CHALLENGE
Return the listing below verbatim, line by line, omitting the pictures.

PROVIDED RECORDS
++++++++++

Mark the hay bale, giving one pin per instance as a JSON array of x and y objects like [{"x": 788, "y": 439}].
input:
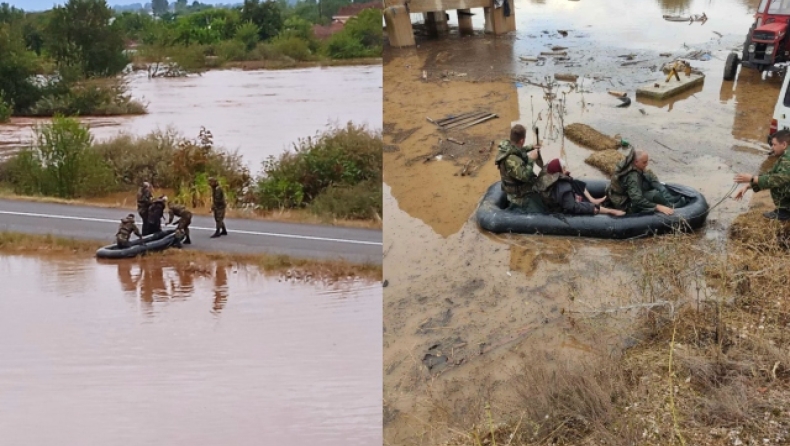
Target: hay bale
[
  {"x": 605, "y": 161},
  {"x": 586, "y": 136}
]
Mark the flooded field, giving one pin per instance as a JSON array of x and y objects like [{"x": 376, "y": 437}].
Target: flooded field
[
  {"x": 465, "y": 308},
  {"x": 138, "y": 353},
  {"x": 260, "y": 113}
]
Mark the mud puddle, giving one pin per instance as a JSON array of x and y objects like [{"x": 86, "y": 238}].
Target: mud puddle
[
  {"x": 138, "y": 352},
  {"x": 465, "y": 308},
  {"x": 260, "y": 113}
]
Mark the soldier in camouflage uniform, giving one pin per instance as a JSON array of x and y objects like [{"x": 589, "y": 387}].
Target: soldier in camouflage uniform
[
  {"x": 184, "y": 220},
  {"x": 634, "y": 189},
  {"x": 777, "y": 179},
  {"x": 155, "y": 214},
  {"x": 516, "y": 164},
  {"x": 218, "y": 207},
  {"x": 144, "y": 200},
  {"x": 125, "y": 231}
]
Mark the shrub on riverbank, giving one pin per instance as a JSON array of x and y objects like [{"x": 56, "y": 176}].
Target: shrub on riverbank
[
  {"x": 337, "y": 173},
  {"x": 66, "y": 162}
]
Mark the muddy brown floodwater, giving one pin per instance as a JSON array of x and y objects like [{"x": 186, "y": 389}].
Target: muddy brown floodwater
[
  {"x": 463, "y": 307},
  {"x": 139, "y": 353},
  {"x": 260, "y": 113}
]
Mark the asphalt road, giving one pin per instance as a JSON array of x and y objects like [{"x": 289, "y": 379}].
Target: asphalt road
[{"x": 244, "y": 235}]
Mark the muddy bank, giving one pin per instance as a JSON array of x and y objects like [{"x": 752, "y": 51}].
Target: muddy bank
[
  {"x": 259, "y": 113},
  {"x": 469, "y": 308},
  {"x": 202, "y": 355}
]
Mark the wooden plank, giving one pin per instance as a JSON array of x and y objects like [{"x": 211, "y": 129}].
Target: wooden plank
[{"x": 461, "y": 122}]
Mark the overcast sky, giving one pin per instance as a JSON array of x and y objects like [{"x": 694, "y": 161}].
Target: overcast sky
[{"x": 40, "y": 5}]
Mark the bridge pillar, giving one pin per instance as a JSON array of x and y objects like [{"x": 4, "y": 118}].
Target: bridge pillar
[
  {"x": 399, "y": 30},
  {"x": 465, "y": 21},
  {"x": 436, "y": 21},
  {"x": 497, "y": 23}
]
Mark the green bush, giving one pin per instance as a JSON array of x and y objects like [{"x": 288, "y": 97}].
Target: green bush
[
  {"x": 6, "y": 110},
  {"x": 338, "y": 157},
  {"x": 359, "y": 202},
  {"x": 61, "y": 163},
  {"x": 293, "y": 47},
  {"x": 247, "y": 34}
]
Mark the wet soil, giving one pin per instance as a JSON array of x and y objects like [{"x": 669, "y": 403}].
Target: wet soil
[
  {"x": 463, "y": 306},
  {"x": 144, "y": 352}
]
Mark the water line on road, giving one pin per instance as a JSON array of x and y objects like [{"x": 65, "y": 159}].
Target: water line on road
[{"x": 268, "y": 234}]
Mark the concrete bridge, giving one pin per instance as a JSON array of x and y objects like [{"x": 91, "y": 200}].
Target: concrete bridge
[{"x": 398, "y": 20}]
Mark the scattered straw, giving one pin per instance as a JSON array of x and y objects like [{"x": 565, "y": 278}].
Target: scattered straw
[
  {"x": 605, "y": 161},
  {"x": 586, "y": 136}
]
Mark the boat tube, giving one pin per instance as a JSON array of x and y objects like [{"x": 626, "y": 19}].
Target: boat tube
[
  {"x": 150, "y": 243},
  {"x": 492, "y": 215}
]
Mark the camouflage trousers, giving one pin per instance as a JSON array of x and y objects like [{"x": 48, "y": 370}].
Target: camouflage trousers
[{"x": 662, "y": 196}]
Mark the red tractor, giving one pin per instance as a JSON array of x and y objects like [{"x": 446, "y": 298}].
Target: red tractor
[{"x": 766, "y": 44}]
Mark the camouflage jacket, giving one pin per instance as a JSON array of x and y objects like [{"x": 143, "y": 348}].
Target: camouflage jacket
[
  {"x": 516, "y": 169},
  {"x": 144, "y": 200},
  {"x": 217, "y": 198},
  {"x": 557, "y": 194},
  {"x": 177, "y": 210},
  {"x": 626, "y": 190},
  {"x": 778, "y": 181},
  {"x": 126, "y": 229}
]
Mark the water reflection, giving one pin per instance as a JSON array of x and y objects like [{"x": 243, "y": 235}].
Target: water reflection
[
  {"x": 287, "y": 363},
  {"x": 220, "y": 288}
]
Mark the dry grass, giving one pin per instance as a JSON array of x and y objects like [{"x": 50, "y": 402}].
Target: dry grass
[
  {"x": 14, "y": 242},
  {"x": 284, "y": 215},
  {"x": 605, "y": 160},
  {"x": 586, "y": 136},
  {"x": 711, "y": 365}
]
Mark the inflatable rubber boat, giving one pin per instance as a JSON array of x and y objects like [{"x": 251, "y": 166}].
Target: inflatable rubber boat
[
  {"x": 493, "y": 216},
  {"x": 150, "y": 243}
]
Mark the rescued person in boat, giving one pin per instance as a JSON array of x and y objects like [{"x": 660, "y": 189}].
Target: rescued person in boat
[
  {"x": 777, "y": 179},
  {"x": 156, "y": 213},
  {"x": 516, "y": 163},
  {"x": 144, "y": 199},
  {"x": 563, "y": 194},
  {"x": 125, "y": 231},
  {"x": 184, "y": 220},
  {"x": 634, "y": 189}
]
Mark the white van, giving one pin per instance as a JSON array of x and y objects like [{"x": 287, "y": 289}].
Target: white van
[{"x": 781, "y": 120}]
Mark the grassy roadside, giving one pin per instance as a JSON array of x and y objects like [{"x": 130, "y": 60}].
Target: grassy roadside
[
  {"x": 19, "y": 243},
  {"x": 128, "y": 203}
]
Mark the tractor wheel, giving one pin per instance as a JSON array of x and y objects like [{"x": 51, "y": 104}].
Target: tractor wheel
[{"x": 731, "y": 67}]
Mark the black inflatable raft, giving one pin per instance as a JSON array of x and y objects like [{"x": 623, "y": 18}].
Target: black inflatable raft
[
  {"x": 154, "y": 242},
  {"x": 493, "y": 216}
]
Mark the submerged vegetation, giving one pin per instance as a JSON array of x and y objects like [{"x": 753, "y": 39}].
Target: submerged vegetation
[
  {"x": 336, "y": 174},
  {"x": 69, "y": 60}
]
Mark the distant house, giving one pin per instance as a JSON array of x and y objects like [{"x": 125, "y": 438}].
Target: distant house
[
  {"x": 346, "y": 12},
  {"x": 343, "y": 15}
]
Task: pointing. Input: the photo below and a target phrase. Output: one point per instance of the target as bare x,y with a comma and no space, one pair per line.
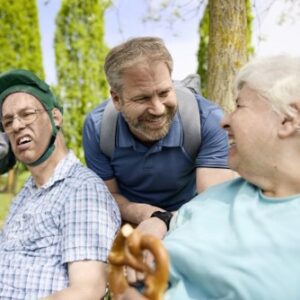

++++++++++

SOLVED EXERCISE
Mark the hay bale, giving one pin per instance as a JSON array of x and y objects like [{"x": 788, "y": 439}].
input:
Target: hay bale
[
  {"x": 605, "y": 161},
  {"x": 586, "y": 136}
]
Mark the flooded field, giving one pin per instance as a JSON array of x and y objects like [{"x": 376, "y": 437}].
Target: flooded field
[
  {"x": 465, "y": 308},
  {"x": 138, "y": 353},
  {"x": 260, "y": 113}
]
Mark the mud puddle, giving one pin per instance as a JSON array of x and y objects like [{"x": 86, "y": 238}].
Target: mud puddle
[
  {"x": 138, "y": 352},
  {"x": 465, "y": 308},
  {"x": 260, "y": 113}
]
Mark the soldier in camouflage uniform, giving one pin per instance as a JSON array of x and y objects like [{"x": 589, "y": 387}].
Target: soldier in camouflage uniform
[
  {"x": 184, "y": 220},
  {"x": 634, "y": 189},
  {"x": 777, "y": 179},
  {"x": 155, "y": 214},
  {"x": 516, "y": 164},
  {"x": 218, "y": 207},
  {"x": 144, "y": 200},
  {"x": 125, "y": 231}
]
Mark the shrub on riverbank, giving one pin per instance as a JSON array of x and y objects like [{"x": 56, "y": 176}].
Target: shrub on riverbank
[
  {"x": 337, "y": 173},
  {"x": 66, "y": 162}
]
Mark the muddy brown floodwater, giving one pin per instance as a JSON array of x and y objects like [{"x": 186, "y": 389}].
Target: muddy brown floodwater
[
  {"x": 463, "y": 307},
  {"x": 139, "y": 353},
  {"x": 260, "y": 113}
]
Mark the asphalt road, giving one pin per instance as a JSON array of x and y objects like [{"x": 289, "y": 379}].
Target: asphalt road
[{"x": 244, "y": 235}]
Mark the muddy bank, giving one pin per instance as a JSON array of x and y objects like [{"x": 752, "y": 51}].
Target: muddy bank
[
  {"x": 259, "y": 113},
  {"x": 469, "y": 308},
  {"x": 202, "y": 355}
]
Mark the wooden plank, giving one pin per instance as a JSON array of x and y objects like [{"x": 211, "y": 129}].
Target: wooden plank
[{"x": 461, "y": 122}]
Mark the overcast sky, giving one pin per instance as a JSON array of x and y objects like [{"x": 694, "y": 161}].
Target: overcast sky
[{"x": 40, "y": 5}]
Mark the bridge pillar, giving one pin per instance as a JSON array of x and y objects like [{"x": 4, "y": 118}].
Target: bridge pillar
[
  {"x": 399, "y": 30},
  {"x": 465, "y": 21},
  {"x": 436, "y": 21},
  {"x": 497, "y": 23}
]
Mark the green bush, giving one pin per instance as a JSON array of x and y objects like [{"x": 288, "y": 97}].
Target: green bush
[
  {"x": 6, "y": 110},
  {"x": 338, "y": 157},
  {"x": 359, "y": 202},
  {"x": 61, "y": 163},
  {"x": 293, "y": 47},
  {"x": 247, "y": 34}
]
Mark the wet soil, giving one pin per instance as a JSON array of x and y objects like [{"x": 669, "y": 403}].
Target: wet soil
[
  {"x": 463, "y": 306},
  {"x": 144, "y": 352}
]
Mark the water line on road, giving one pin per instance as a JSON array of x and y objects like [{"x": 65, "y": 159}].
Target: water line on road
[{"x": 268, "y": 234}]
Mark the concrete bridge, giving one pin per instance as a JSON array of x and y objects like [{"x": 91, "y": 200}].
Target: concrete bridge
[{"x": 398, "y": 20}]
Mark the scattered straw, giving one pin per instance as a JSON array of x and y objects like [{"x": 565, "y": 278}].
Target: scattered straw
[
  {"x": 605, "y": 161},
  {"x": 586, "y": 136}
]
Mark the boat tube, giving one pin per instance as a JSON array of x and y objects like [{"x": 626, "y": 19}].
Target: boat tube
[
  {"x": 150, "y": 243},
  {"x": 492, "y": 215}
]
Mark the camouflage trousers, giving one pin per instance as a JSON array of x and y objects like [{"x": 48, "y": 370}].
Target: camouflage trousers
[{"x": 662, "y": 196}]
Mark the red tractor, giving one pin per instance as a JSON array of x and y objects like [{"x": 446, "y": 298}].
Target: red tractor
[{"x": 766, "y": 44}]
Mark the camouflage jacket, giving one pin per instance as a JSON array of x and y objects like [{"x": 143, "y": 348}].
Target: camouflage jacket
[
  {"x": 516, "y": 169},
  {"x": 144, "y": 200},
  {"x": 217, "y": 198},
  {"x": 557, "y": 194},
  {"x": 177, "y": 210},
  {"x": 626, "y": 190},
  {"x": 778, "y": 181},
  {"x": 126, "y": 229}
]
Mark the water reflection, giving one pin per instance as a JSON array of x and y objects like [{"x": 243, "y": 235}].
Target: water reflection
[
  {"x": 287, "y": 363},
  {"x": 220, "y": 288}
]
Mark the dry grass, giving one pin per instance as a JSON array of x and y objects like [{"x": 50, "y": 402}].
Target: dry grass
[
  {"x": 14, "y": 242},
  {"x": 284, "y": 215},
  {"x": 605, "y": 160},
  {"x": 586, "y": 136},
  {"x": 711, "y": 365}
]
Mark the inflatable rubber boat, giving one pin per instance as a JSON array of x and y objects like [{"x": 251, "y": 166}].
Target: inflatable rubber boat
[
  {"x": 493, "y": 216},
  {"x": 150, "y": 243}
]
Mark the rescued person in boat, giving one pin per instance as a JSON array of x and y objects like [{"x": 660, "y": 189}].
Target: rescued person in boat
[
  {"x": 777, "y": 179},
  {"x": 156, "y": 213},
  {"x": 516, "y": 163},
  {"x": 144, "y": 199},
  {"x": 563, "y": 194},
  {"x": 125, "y": 231},
  {"x": 184, "y": 220},
  {"x": 634, "y": 189}
]
Mark the white van, giving one pin per instance as a JSON array of x and y objects like [{"x": 287, "y": 289}].
Target: white van
[{"x": 781, "y": 120}]
Mark the grassy roadside, giving one pin per instance as a JSON array of x and y objects like [{"x": 130, "y": 60}].
Target: grassy roadside
[
  {"x": 19, "y": 243},
  {"x": 128, "y": 203}
]
Mark the tractor wheel, giving one pin per instance as a JSON array of x and y objects like [{"x": 51, "y": 104}].
Target: tractor wheel
[{"x": 731, "y": 67}]
Mark the black inflatable raft, giving one pin per instance as a JSON array of x and y objects like [{"x": 623, "y": 18}].
Target: black inflatable raft
[
  {"x": 154, "y": 242},
  {"x": 493, "y": 216}
]
Mark the submerged vegetation, giving one pin per instance as a JSON array of x and y objects like [{"x": 753, "y": 39}].
Target: submerged vegetation
[
  {"x": 336, "y": 174},
  {"x": 69, "y": 60}
]
Mark the distant house, giving one pin per instance as a JSON array of x and y objects like [{"x": 125, "y": 438}].
Target: distant house
[
  {"x": 346, "y": 12},
  {"x": 343, "y": 15}
]
Task: pointing. Input: the photo below and a target phrase. Output: one point per instance of the target as bare x,y with a comma and no space, one pair per line.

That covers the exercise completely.